■ TASKS FOR THIS EXERCISE
[1] Write out again, word for word, everything in the psychiatry text from "In the general" down to "branch of psychiatry.".
[2] Answer these from the psychiatry text:
(a) Which magazine ran the first article?
(b) Whose criticisms does that first article focus on?
(c) Which magazine ran the second article?
[3] Pick up the psychiatry text after its last sentence and keep it going.

■ STUDY TEXT
=== Section Start ===

In the general spirit of appreciating such criticism, I would like to point out two very good lay-level articles on the topic which I recently came across. The first, a Newsweek piece, focuses on the issue of antidepressant drugs and the criticisms of Doctors Irving Kirsch and Guy Sapirstein towards this particular branch of psychiatry.
Of course, like any lay-level introduction to a scientific issue, it must also cover many of the myriad interconnecting issues and debates which characterize the discussion... and it does a truly spectacular job. It manages to cover publication bias, the difference between statistical and clinical significance (in one particular application), the ethical confusion surrounding antidepressant use, the distinction between exogenic and endogenic depression, and many other issues in a way that should be easily accessible to a lay audience.
The second article, from the New Yorker, covers a number of the criticisms that have been leveled against psychiatry as a whole... and on the history thereof. It's an excellent, excellent read, and one which I highly recommend.

=== Section End ===

■ EXTRACTED INFORMATION
=== Section Start ===

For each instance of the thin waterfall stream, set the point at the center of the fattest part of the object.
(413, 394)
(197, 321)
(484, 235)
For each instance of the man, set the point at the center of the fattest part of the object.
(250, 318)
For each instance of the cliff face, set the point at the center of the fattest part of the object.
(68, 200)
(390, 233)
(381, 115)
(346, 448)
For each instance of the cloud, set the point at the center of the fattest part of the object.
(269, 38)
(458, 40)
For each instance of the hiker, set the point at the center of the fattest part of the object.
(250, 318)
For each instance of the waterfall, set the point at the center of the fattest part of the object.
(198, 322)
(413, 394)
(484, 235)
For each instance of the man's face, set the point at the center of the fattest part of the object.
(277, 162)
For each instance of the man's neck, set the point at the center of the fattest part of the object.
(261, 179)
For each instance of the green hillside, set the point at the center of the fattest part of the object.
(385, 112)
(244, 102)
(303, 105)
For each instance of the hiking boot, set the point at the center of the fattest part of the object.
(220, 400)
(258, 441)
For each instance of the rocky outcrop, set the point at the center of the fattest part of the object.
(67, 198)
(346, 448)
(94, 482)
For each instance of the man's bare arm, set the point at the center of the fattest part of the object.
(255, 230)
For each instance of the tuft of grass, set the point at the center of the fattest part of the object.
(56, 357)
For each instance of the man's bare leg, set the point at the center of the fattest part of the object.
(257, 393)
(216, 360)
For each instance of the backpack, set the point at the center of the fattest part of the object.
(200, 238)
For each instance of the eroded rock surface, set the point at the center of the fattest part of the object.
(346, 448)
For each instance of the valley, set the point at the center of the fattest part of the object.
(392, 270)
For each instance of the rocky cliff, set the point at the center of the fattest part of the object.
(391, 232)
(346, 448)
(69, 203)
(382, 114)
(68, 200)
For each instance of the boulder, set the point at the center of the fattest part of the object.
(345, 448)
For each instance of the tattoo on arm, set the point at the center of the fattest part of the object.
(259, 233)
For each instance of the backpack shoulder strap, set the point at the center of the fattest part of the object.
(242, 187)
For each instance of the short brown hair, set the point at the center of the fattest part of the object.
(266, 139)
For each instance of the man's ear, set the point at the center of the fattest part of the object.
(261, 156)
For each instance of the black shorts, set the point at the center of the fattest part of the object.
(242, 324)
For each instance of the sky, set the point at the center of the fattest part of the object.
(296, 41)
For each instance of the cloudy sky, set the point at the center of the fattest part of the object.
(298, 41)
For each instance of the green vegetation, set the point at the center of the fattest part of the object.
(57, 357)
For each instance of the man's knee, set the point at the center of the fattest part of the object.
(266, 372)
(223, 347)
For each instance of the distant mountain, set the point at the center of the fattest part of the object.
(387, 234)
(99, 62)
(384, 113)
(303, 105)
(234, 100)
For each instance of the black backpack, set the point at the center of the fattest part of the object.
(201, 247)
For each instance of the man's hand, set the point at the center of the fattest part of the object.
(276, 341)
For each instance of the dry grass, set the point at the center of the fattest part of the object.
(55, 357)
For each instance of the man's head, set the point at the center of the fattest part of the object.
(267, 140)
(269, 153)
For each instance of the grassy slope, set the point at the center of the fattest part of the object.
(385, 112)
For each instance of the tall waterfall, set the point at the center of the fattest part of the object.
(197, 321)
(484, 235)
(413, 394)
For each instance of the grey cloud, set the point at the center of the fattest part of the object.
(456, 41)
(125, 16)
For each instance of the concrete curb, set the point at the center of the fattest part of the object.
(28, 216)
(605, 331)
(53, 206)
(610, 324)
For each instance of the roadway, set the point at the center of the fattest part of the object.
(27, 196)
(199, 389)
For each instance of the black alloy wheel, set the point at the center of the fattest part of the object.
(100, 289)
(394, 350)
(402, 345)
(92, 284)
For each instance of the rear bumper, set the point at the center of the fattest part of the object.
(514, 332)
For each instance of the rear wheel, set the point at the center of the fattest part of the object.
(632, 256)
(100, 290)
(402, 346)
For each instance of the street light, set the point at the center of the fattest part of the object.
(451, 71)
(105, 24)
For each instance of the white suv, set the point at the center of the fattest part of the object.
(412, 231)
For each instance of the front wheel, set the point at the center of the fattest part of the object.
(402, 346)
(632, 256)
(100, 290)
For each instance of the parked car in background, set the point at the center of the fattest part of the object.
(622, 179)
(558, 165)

=== Section End ===

■ RESPONSES
[1]
In the general spirit of appreciating such criticism, I would like to point out two very good lay-level articles on the topic which I recently came across. The first, a Newsweek piece, focuses on the issue of antidepressant drugs and the criticisms of Doctors Irving Kirsch and Guy Sapirstein towards this particular branch of psychiatry.

[2]
(a) Newsweek
(b) Doctors Irving Kirsch and Guy Sapirstein
(c) The New Yorker

[3]
Between the two articles, however, two things are highly worthy of note, especially in the context of Mr. Sequenzia's comments:
- Most of the people cited in the articles as making these criticisms are highly respected professors and major parts of the "establishment". Unlike Dr. (Andrew) Wakefield, however, they have decided to follow the rules of science in making those criticisms and have not horrifically violated the established standards of research ethics.
- Many of the criticisms raised in the context of depression within the New Yorker piece can be applied just as easily to autism... or many of the other diagnoses within the DSM.